Friday, April 7, 2023

No Sugar by Jack Davis notes, Literatures from the Margin, B.A English Literature, 3rd Year 6th Semester, Elective Paper, University of Madras

 B.A English Literature

3rd Year 6th Semester

Elective Paper – BEN-DSE2C

Literatures from the Margin

Unit 3 - Drama

3.1 No Sugar by Jack Davis

About Author:

            Jack Davis (1917–1999) began writing when he was fourteen years old. The fourth child in a family of eleven, he spent his childhood in the West Australian mill town of Yarloop. He worked for several years as a stockman in the north before returning to Perth and settling into fulltime writing and a long life of service to the Aboriginal cause. His book publications began in 1970 with The First Born, a volume of poetry. Jagardoo: Poems from Aboriginal Australia (1978) and John Pat and Other Poems (1988) followed. His plays include No Sugar, Burungin, Honeyspot, Kullark and The Dreamers and Our Town. In 1991 his memoir A Boy’s Life was published. He has received numerous distinctions including the British Empire Medal, the Order of Australia, honorary doctorates from the universities of Murdoch and Western Australia. An inaugural Unaipon Award judge, he served as judge on the panel from 1988 to 1996.
——
- Your task -
How would the study notes on Jack Davis and No Sugar go on after the line about his years as a Unaipon Award judge? Write the next part. The listing after this text is not needed for any of the work.

- Records shown -
——
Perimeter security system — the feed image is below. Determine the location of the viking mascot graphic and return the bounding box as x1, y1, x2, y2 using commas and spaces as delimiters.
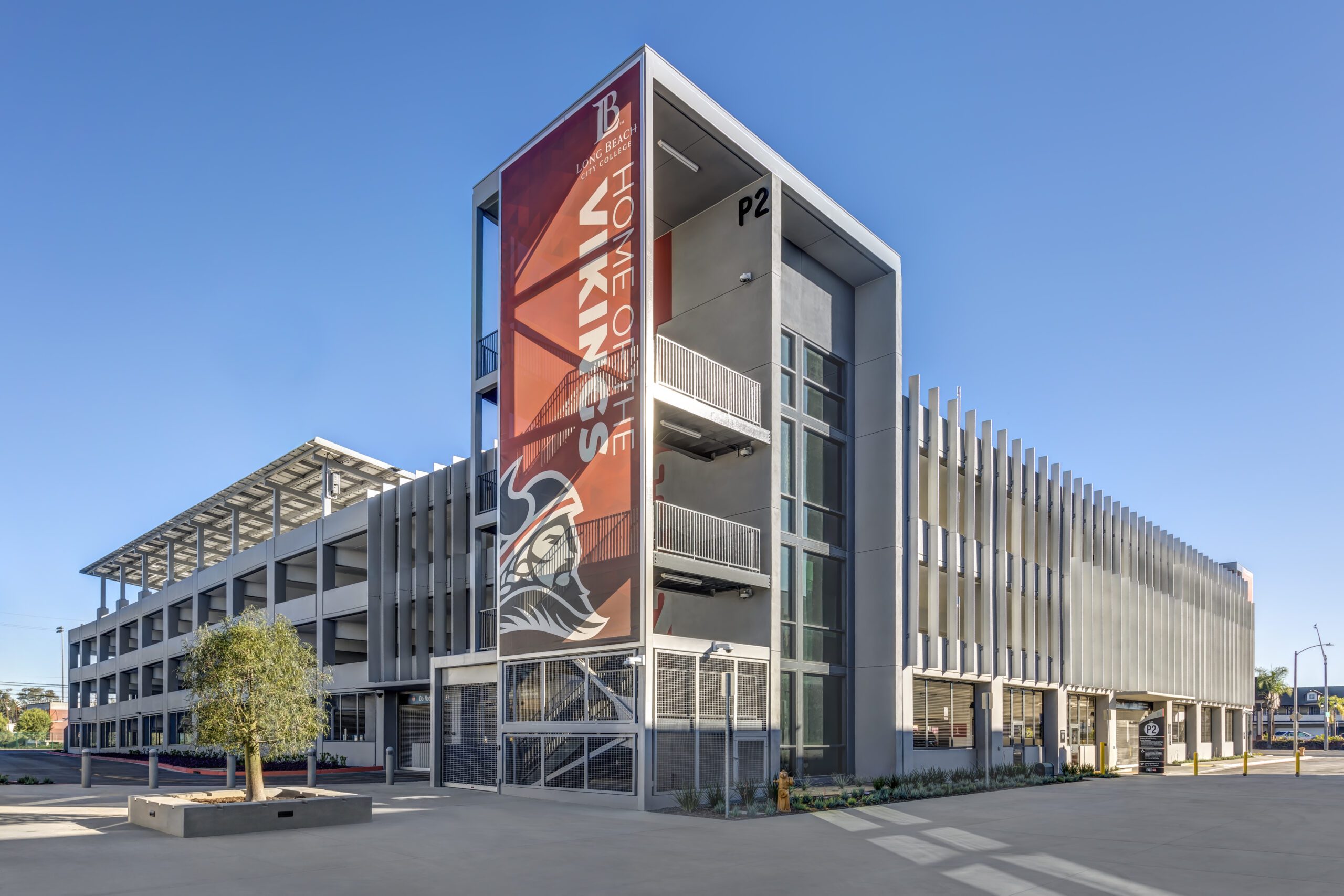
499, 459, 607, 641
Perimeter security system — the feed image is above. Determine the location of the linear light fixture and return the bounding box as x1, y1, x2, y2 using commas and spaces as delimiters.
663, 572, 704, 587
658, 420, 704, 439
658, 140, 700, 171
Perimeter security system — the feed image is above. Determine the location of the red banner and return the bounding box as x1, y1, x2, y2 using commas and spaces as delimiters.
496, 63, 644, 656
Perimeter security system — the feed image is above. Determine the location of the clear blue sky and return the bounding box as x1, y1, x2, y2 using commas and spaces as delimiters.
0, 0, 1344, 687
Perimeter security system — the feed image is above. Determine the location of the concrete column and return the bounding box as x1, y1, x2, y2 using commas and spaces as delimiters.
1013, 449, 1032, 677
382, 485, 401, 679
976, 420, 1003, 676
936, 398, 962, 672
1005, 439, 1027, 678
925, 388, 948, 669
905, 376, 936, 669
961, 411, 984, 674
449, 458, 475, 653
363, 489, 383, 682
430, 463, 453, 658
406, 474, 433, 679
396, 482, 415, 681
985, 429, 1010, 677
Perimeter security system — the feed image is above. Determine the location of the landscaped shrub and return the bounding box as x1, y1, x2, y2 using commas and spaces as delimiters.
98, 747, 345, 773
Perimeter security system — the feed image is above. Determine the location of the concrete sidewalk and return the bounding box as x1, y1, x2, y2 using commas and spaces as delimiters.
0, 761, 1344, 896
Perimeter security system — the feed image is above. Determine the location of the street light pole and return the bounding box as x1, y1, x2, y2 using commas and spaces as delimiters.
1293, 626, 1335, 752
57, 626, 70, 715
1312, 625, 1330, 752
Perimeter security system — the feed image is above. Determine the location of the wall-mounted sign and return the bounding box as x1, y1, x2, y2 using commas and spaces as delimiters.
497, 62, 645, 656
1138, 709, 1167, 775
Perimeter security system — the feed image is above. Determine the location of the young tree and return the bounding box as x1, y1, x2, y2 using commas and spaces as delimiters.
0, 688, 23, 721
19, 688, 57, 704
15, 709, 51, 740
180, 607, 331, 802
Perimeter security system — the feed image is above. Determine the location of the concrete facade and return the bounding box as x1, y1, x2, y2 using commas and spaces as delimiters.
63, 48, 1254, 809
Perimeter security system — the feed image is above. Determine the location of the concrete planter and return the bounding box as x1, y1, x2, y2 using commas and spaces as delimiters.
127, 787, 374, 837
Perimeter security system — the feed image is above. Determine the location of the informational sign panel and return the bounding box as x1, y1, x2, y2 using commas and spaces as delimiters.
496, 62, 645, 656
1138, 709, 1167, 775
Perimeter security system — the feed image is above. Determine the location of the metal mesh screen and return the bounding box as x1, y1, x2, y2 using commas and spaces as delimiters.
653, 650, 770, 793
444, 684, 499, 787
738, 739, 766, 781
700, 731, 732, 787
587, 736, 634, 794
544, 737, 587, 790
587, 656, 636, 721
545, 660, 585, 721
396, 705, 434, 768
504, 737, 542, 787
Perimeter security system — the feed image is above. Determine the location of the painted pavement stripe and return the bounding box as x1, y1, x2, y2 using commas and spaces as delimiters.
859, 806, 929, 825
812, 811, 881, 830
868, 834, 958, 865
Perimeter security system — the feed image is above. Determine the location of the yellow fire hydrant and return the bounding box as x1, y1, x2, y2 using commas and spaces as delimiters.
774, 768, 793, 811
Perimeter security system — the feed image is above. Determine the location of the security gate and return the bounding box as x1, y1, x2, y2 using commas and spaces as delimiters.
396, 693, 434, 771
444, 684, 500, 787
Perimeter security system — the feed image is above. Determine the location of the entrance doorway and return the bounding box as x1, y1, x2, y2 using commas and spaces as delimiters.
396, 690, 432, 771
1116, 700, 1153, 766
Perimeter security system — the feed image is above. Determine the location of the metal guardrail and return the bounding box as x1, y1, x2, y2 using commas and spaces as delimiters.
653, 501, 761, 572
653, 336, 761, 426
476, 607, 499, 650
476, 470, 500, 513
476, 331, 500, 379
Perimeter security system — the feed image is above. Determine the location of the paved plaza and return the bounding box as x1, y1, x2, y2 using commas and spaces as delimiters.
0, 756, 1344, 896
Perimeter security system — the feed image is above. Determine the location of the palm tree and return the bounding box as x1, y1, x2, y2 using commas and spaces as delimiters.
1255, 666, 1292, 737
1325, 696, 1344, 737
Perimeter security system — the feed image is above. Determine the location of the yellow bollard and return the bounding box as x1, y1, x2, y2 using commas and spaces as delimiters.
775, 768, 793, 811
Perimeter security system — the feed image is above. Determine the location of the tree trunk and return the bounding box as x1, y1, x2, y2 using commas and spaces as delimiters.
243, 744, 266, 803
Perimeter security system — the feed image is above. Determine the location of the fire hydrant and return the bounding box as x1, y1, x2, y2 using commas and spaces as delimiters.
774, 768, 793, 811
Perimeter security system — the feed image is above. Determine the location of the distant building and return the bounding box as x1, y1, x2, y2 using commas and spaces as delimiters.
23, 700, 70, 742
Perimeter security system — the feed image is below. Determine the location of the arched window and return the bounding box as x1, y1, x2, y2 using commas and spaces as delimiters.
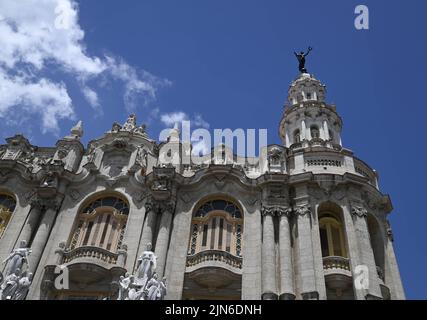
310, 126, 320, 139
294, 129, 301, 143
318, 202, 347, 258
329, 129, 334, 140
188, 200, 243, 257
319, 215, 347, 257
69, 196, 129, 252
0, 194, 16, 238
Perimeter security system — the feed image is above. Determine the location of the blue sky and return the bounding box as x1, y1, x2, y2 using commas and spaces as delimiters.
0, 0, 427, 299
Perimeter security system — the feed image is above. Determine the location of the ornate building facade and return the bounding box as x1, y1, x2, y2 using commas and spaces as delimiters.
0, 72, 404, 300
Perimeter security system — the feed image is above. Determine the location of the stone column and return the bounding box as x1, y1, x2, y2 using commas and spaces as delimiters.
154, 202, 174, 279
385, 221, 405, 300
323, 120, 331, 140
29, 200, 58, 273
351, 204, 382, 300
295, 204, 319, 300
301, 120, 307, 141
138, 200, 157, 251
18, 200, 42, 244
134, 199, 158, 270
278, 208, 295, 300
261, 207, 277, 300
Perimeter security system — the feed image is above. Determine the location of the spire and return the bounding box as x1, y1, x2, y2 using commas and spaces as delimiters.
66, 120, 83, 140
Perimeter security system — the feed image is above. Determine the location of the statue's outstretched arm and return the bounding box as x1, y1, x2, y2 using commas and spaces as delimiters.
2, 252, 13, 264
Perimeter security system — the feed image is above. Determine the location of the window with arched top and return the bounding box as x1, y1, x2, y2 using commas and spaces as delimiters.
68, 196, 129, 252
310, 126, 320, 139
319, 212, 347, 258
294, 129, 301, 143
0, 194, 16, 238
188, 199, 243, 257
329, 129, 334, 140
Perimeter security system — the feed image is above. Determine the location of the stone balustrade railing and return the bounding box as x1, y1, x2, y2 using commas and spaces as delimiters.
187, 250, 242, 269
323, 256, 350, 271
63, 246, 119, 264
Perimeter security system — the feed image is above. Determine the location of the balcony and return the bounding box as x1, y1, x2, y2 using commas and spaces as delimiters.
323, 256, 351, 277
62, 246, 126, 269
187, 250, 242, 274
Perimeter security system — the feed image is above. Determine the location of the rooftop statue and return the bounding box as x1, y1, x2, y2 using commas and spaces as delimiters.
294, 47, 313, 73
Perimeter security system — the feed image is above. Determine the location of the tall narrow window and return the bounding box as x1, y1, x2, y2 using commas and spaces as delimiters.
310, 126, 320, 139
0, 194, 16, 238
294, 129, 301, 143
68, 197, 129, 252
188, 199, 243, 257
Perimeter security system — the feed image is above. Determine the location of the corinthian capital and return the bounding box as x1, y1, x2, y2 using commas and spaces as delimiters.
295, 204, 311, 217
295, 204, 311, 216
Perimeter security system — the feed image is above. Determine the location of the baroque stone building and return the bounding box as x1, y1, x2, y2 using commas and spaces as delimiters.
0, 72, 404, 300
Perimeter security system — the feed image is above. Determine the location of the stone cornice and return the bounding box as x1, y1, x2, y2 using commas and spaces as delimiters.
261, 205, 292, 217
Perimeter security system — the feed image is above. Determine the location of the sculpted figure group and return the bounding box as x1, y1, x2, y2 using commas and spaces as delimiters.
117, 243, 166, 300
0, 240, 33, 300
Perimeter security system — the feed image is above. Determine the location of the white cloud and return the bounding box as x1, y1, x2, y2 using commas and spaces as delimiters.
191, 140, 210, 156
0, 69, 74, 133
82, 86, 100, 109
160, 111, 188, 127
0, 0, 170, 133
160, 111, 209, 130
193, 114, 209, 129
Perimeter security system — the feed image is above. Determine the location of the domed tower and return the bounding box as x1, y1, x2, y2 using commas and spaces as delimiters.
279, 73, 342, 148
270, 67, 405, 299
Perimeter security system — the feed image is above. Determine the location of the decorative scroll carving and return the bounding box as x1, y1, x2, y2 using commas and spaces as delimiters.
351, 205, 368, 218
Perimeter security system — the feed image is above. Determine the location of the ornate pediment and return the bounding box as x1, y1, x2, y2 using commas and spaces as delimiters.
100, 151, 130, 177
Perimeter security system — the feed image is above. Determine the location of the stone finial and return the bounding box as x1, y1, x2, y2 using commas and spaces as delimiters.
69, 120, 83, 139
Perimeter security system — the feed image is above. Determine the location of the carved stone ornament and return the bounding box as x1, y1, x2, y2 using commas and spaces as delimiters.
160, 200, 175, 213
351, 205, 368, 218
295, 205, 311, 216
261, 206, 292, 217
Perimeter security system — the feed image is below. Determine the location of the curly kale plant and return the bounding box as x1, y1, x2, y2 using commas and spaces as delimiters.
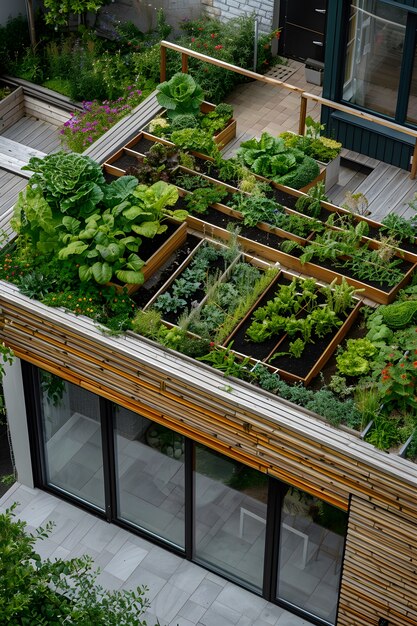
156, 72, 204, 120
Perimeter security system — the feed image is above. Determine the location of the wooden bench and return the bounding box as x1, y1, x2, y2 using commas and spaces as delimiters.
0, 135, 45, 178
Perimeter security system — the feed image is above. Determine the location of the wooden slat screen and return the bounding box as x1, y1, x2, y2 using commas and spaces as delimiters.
——
- Result for this exercise -
About Story:

            No Sugar, first performed in 1985, is part of Jack Davis’s The First Born trilogy: three plays that trace the history of Aboriginal people in Western Australia from 1829 to the present. Though it was written after The Dreamers (1982), this play moves backwards in time to 1929 to dramatise the story of the Millimurra family’s forced removal from their home in Northam to the Moore River Native Settlement during the Great Depression. No Sugar confronts boldly the harsh treatment of the Nyoongah people at the hands of white administrators, but it also celebrates with humour and pride the resilience of the Nyoongah people to survive brutality and maintain their culture.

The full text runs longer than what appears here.